Records for the exercise Start Marker

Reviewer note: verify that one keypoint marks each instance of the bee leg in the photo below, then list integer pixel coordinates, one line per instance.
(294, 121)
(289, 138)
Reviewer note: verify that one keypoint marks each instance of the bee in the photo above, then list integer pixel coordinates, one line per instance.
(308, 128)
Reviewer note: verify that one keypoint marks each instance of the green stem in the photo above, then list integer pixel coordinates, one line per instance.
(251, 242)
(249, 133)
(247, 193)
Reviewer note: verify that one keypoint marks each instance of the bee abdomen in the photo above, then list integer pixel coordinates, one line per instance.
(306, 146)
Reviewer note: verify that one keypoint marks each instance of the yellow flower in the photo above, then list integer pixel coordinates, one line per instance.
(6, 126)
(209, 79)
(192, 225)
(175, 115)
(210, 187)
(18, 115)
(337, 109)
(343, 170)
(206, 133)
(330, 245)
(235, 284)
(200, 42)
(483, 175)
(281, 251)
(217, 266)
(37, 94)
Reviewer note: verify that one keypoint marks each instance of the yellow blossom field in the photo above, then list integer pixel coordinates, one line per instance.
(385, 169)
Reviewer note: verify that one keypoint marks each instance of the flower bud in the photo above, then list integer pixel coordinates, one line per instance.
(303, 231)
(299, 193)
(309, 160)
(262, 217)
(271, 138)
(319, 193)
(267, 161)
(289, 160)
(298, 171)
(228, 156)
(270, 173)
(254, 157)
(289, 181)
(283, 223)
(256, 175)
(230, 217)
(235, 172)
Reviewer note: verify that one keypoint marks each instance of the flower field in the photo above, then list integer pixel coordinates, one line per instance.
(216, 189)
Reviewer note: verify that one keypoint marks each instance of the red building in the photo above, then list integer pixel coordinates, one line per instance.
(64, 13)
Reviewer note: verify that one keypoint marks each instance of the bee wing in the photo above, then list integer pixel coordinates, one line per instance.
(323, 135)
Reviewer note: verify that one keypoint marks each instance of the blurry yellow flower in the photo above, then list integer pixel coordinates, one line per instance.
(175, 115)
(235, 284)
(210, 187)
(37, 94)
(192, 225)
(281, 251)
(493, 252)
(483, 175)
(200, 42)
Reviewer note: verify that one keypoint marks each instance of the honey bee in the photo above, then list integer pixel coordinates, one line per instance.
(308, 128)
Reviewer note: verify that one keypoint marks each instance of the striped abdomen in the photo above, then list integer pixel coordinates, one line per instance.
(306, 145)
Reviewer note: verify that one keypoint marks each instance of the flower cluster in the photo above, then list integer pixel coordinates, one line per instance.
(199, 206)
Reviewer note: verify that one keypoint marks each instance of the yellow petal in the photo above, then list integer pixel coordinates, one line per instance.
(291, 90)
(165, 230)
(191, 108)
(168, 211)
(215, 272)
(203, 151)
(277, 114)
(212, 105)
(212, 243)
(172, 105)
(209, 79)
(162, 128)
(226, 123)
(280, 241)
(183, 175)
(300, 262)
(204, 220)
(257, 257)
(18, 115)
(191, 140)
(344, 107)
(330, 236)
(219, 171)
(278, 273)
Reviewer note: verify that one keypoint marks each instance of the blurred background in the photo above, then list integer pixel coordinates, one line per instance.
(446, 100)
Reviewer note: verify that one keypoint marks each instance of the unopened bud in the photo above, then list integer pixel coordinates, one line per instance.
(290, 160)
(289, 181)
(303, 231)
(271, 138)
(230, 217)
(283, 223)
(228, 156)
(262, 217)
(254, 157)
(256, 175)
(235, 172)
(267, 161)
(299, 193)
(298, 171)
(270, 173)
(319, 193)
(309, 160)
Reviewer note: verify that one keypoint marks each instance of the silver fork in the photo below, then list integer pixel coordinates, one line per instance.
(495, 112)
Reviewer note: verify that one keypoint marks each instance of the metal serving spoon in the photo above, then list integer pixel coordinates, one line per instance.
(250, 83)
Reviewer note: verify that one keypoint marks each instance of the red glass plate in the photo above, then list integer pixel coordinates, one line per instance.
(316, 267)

Records for the exercise End Marker

- _How to complete this task_
Set out exactly the lines from the one bearing "of the unopened" through the end of the data, including both ends and omitting all others.

- _Answer to this exercise_
Reviewer note: verify that one keypoint marks each instance of the unopened bud in the photo above, then list integer pixel coordinates, one line per instance.
(290, 160)
(289, 181)
(303, 231)
(271, 138)
(230, 217)
(283, 223)
(228, 156)
(262, 217)
(254, 157)
(256, 175)
(235, 172)
(267, 161)
(299, 193)
(298, 171)
(270, 173)
(319, 193)
(309, 160)
Reviewer note: verify that one keypoint marks each instance of the silver fork in the photo below, then list integer pixel coordinates, one line per instance.
(495, 112)
Reviewer note: verify that one keypoint marks each instance of the metal serving spoon in the photo above, then list integer pixel coordinates, one line per instance.
(250, 83)
Reviewer note: verify that one keypoint marks each instance of the red glass plate in the photo above, then list integer pixel coordinates, one line per instance.
(316, 267)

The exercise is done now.